Records
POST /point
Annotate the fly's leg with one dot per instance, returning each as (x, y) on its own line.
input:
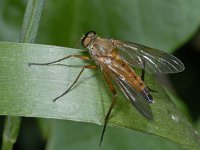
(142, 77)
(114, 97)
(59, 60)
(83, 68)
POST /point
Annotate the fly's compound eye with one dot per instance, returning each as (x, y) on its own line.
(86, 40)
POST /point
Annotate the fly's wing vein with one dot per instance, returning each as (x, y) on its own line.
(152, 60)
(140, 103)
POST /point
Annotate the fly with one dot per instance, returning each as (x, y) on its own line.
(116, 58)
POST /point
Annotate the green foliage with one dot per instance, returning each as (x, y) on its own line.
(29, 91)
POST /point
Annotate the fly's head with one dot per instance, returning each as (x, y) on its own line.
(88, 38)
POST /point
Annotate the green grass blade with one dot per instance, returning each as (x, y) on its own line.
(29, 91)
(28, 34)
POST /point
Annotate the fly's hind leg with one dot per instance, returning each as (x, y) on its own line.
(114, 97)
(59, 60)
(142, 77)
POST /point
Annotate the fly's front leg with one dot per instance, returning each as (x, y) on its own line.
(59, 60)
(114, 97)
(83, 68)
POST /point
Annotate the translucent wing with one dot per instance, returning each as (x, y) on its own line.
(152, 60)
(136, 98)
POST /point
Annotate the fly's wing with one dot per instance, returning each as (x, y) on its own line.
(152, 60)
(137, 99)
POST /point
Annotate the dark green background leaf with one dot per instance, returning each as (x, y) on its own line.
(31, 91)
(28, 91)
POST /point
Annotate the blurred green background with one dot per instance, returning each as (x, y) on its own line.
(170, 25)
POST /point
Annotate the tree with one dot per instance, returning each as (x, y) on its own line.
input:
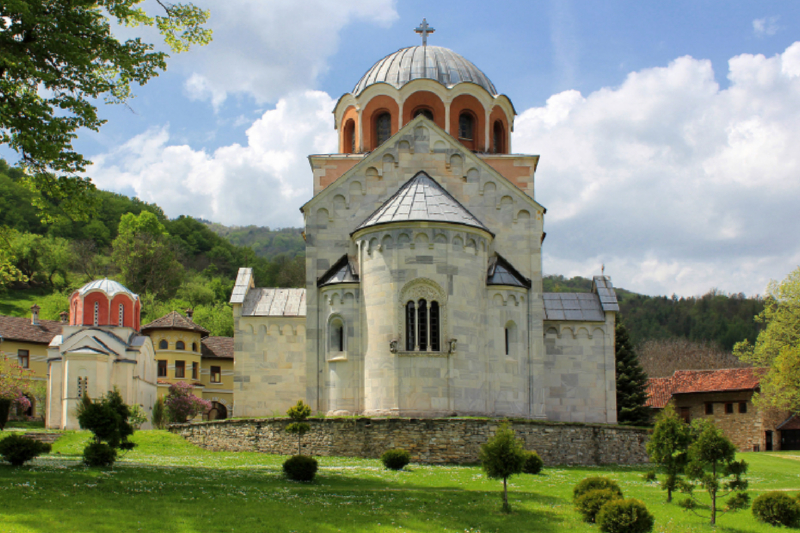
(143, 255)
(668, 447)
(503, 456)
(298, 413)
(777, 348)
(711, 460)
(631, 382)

* * *

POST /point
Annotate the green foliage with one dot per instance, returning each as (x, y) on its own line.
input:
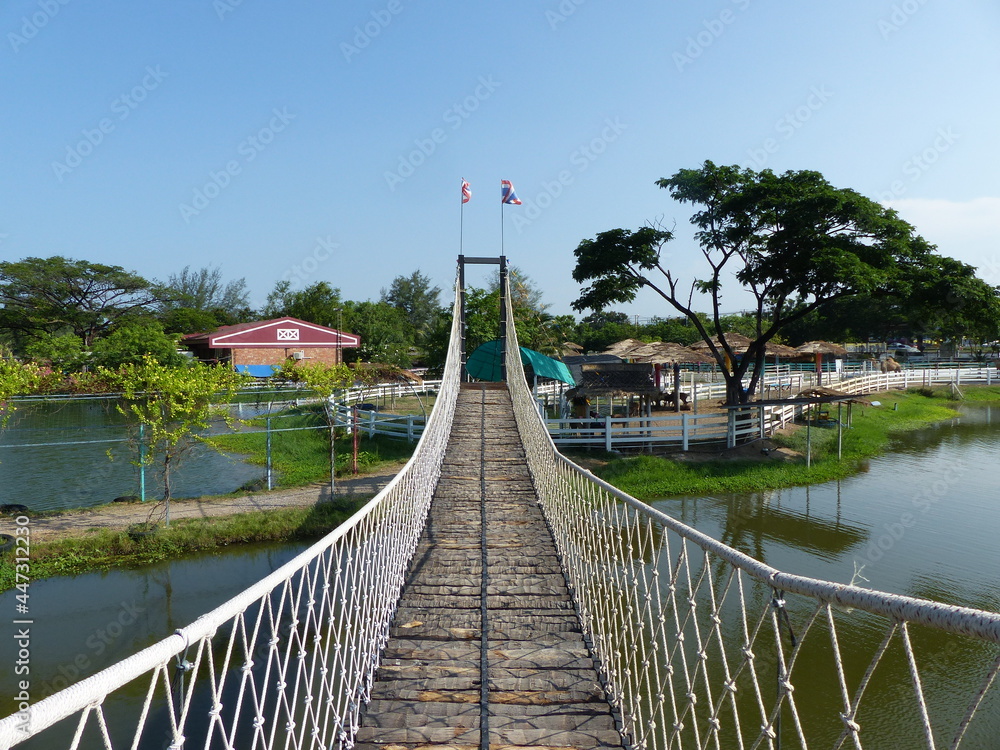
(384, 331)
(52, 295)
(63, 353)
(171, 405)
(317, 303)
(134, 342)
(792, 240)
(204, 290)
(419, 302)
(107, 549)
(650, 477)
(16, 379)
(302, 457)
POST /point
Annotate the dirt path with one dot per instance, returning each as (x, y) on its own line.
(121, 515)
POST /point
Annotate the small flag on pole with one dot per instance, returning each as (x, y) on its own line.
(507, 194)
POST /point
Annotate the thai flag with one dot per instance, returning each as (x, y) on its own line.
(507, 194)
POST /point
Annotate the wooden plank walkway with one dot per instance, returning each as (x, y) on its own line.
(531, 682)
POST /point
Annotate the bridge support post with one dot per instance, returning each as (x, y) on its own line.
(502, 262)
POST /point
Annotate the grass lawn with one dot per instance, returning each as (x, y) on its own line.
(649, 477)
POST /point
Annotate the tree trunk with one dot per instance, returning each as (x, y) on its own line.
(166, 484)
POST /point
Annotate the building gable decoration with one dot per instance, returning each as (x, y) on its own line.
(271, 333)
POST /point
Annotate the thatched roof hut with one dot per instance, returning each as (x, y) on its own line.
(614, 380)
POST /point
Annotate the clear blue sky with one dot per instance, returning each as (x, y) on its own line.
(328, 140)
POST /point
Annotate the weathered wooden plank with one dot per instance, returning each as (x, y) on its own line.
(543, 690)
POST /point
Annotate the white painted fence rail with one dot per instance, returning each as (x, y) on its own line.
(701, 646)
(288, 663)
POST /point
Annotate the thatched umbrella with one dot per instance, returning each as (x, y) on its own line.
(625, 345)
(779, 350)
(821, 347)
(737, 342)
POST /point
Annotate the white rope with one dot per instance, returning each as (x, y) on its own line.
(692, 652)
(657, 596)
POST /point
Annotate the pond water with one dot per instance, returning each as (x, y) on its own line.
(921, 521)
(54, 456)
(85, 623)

...

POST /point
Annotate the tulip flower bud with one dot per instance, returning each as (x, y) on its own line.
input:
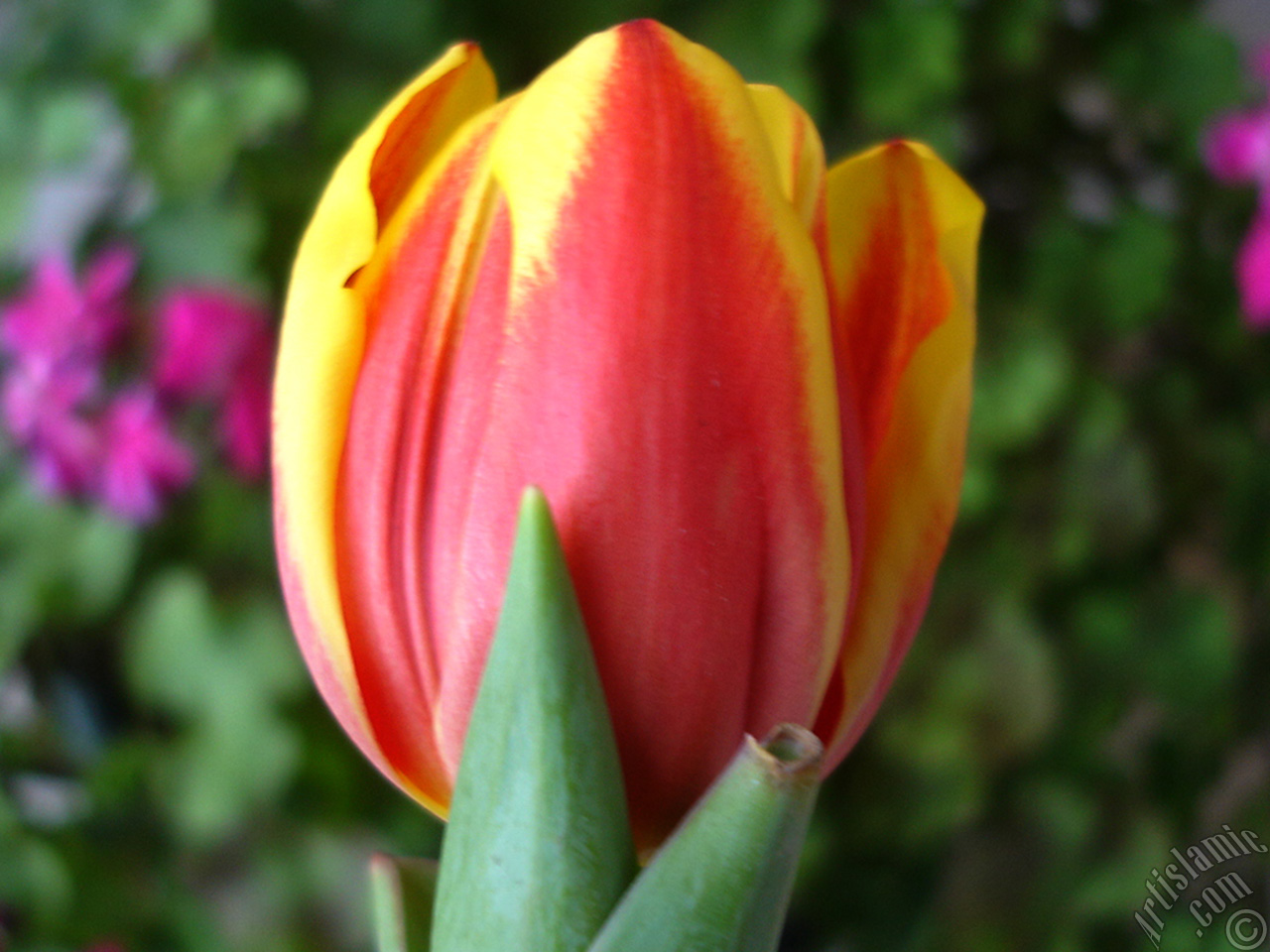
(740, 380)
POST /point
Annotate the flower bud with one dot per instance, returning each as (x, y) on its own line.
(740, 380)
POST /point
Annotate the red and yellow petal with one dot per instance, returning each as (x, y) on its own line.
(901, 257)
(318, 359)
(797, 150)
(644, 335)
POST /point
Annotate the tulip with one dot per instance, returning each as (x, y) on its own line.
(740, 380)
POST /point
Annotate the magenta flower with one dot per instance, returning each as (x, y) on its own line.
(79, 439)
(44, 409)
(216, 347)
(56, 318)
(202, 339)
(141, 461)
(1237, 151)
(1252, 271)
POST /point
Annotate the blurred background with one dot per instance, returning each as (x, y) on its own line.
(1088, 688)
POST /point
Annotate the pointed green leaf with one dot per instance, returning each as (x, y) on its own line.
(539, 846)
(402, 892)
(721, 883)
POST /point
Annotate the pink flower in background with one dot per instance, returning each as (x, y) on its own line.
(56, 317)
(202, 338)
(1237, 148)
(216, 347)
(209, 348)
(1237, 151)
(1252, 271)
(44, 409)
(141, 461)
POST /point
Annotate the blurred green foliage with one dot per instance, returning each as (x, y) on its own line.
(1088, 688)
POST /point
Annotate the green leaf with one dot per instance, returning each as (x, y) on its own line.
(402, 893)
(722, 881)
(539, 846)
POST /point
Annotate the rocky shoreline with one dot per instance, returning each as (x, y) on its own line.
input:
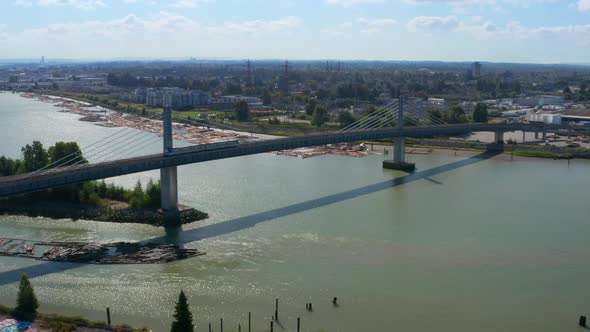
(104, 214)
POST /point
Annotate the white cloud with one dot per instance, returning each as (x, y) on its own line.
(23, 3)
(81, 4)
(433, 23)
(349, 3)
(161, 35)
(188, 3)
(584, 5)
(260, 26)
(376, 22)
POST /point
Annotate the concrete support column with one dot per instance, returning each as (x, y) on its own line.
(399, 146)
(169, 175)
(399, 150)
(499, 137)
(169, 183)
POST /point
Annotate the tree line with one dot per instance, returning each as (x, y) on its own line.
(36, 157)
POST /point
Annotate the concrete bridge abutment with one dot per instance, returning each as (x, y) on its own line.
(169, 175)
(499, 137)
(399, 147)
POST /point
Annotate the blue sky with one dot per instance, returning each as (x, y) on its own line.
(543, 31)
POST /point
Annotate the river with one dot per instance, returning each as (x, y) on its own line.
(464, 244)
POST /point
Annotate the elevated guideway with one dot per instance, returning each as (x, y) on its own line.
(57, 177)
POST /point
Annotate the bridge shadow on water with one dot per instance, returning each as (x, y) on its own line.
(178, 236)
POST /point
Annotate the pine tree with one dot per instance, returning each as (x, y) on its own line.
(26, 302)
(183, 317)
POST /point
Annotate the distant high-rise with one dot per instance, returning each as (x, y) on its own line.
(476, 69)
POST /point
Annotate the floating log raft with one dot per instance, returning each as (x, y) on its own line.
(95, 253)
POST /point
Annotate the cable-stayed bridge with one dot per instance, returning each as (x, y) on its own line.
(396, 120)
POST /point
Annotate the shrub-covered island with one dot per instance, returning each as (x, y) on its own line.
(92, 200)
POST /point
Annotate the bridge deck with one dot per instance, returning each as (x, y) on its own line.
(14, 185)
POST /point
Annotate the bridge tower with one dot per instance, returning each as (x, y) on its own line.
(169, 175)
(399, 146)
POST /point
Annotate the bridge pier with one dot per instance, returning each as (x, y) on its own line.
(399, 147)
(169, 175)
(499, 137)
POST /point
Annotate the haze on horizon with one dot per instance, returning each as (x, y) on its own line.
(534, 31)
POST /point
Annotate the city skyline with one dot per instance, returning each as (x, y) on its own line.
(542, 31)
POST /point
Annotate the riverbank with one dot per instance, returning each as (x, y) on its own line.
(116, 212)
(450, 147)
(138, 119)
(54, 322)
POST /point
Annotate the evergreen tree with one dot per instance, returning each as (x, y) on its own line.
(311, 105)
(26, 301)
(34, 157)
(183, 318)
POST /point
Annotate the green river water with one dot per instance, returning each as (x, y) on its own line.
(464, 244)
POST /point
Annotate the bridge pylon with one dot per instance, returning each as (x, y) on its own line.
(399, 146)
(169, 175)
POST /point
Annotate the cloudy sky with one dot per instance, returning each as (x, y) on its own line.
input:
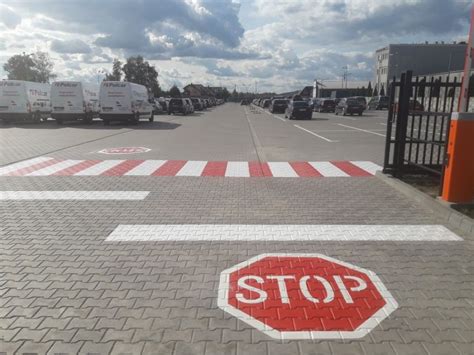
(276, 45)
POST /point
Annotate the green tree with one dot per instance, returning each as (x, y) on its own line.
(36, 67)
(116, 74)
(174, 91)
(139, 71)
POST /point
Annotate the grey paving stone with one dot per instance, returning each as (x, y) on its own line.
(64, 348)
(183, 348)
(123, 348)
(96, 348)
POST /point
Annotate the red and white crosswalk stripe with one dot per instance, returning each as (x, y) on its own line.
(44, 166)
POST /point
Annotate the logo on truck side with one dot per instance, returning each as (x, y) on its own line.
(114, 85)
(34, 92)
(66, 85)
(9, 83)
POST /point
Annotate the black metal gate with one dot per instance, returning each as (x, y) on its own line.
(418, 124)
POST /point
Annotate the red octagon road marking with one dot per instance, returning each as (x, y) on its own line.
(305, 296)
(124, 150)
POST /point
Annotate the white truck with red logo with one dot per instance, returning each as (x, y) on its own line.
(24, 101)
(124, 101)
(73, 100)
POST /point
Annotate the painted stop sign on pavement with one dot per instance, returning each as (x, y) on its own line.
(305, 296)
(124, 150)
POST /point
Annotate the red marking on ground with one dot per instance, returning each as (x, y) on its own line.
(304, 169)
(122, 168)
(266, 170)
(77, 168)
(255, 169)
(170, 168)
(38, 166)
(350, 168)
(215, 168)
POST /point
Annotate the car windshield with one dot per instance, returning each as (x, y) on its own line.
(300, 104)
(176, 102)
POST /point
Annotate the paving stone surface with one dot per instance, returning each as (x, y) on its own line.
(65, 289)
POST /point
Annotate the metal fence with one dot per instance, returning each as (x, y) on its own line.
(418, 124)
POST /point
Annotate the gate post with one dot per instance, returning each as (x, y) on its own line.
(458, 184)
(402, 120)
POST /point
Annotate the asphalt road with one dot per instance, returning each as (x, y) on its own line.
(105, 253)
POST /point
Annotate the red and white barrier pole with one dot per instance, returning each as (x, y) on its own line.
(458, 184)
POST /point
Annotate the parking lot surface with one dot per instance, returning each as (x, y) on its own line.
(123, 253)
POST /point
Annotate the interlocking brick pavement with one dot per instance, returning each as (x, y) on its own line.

== Goal of the exercise ==
Please find each row above that contains the word "blue", matching case exactly, and copy those rows out in full.

== Result ==
Annotate the clear blue sky with one dot per instance, returning each as (x, y) on its own line.
Annotate the blue sky with one dot per instance, returning each as (x, y) on its own line.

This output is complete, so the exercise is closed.